:: Page text
Moreover, HMRC has not prosecuted any company since the introduction of the corporate criminal offence of the failure to prevent the facilitation of tax evasion, in the Criminal Finances Act 2017.
At a time when prosecutors and investigators are being asked to do more with less, businesses would be well advised to take early advice in relation to any investigation to ensure that all avenues of enquiry (and in particular exculpatory material) are brought to the attention of investigators in an appropriate and timely manner.
10. Companies House to launch Register of Overseas Entities
The Economic Crime (Transparency & Enforcement) Act 2022, requires overseas entities that own or acquire property in the UK to register with Companies House.
The new register came into effect on 1 August 2022 and requires overseas entities to declare their beneficial owners and managing officers. Overseas entities will not be able to buy, sell, transfer or lease land, or create a charge against the land in the UK, unless they have registered with Companies House.
Overseas entities who already own land in the UK are obliged to register their beneficial owners or managing officers by 31 January 2023. Any new purchasers will need to be registered with Companies House.
The period for compliance is to allow time for those currently engaged in a relevant land transaction to comply with the requirement to register with Companies House.
Failure to meet the new requirements can result in an unlimited fine, and up to two years in prison for more serious offences.
Companies House intends to publish further guidance in due course.
11. CRYPTO CORNER
• The collapse in the value of cryptocurrencies is likely to lead to an increase in claims from UK investors who have lost considerable sums of money after being mis-sold cryptocurrencies. It is likely that there will be civil claims and private prosecutions relating to the manipulation of price through 'pump and dump' tactics and the fraudulent mismanagement of cryptocurrency portfolios by financial advisers.
::::
# Requirement
Reproduce the passage on economic crime word for word, starting with "Failure to meet" and going on through "by financial advisers.".
:: Data supplied
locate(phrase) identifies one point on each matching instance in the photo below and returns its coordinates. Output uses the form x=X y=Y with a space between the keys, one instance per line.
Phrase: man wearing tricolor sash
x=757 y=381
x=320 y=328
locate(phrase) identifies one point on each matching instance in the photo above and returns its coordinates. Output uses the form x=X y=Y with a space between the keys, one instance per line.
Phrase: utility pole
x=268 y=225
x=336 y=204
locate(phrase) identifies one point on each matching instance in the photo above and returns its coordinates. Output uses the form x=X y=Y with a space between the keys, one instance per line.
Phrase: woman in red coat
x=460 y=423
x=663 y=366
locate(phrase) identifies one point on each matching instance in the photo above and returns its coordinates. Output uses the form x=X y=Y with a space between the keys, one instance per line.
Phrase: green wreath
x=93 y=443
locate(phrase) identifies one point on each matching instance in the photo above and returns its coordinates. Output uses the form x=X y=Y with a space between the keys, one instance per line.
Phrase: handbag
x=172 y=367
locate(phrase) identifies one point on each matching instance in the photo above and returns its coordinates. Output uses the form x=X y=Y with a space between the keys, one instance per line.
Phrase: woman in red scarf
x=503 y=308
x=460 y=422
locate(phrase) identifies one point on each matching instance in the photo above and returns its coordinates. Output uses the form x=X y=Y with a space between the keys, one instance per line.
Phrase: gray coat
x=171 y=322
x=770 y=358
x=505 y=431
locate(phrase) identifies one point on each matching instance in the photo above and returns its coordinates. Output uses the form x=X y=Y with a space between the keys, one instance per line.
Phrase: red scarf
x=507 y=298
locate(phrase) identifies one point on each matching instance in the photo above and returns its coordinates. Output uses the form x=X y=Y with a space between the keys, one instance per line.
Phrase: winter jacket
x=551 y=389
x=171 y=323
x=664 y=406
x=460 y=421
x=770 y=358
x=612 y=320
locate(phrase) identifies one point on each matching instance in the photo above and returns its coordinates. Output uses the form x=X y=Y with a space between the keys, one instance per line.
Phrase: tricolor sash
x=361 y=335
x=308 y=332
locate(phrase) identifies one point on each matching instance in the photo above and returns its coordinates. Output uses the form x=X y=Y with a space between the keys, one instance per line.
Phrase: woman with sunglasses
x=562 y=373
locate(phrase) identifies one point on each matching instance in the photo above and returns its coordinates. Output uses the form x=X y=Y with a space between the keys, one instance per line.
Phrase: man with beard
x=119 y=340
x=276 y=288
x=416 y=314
::::
# Completed task
Failure to meet the new requirements can result in an unlimited fine, and up to two years in prison for more serious offences.
Companies House intends to publish further guidance in due course.
11. CRYPTO CORNER
• The collapse in the value of cryptocurrencies is likely to lead to an increase in claims from UK investors who have lost considerable sums of money after being mis-sold cryptocurrencies. It is likely that there will be civil claims and private prosecutions relating to the manipulation of price through 'pump and dump' tactics and the fraudulent mismanagement of cryptocurrency portfolios by financial advisers.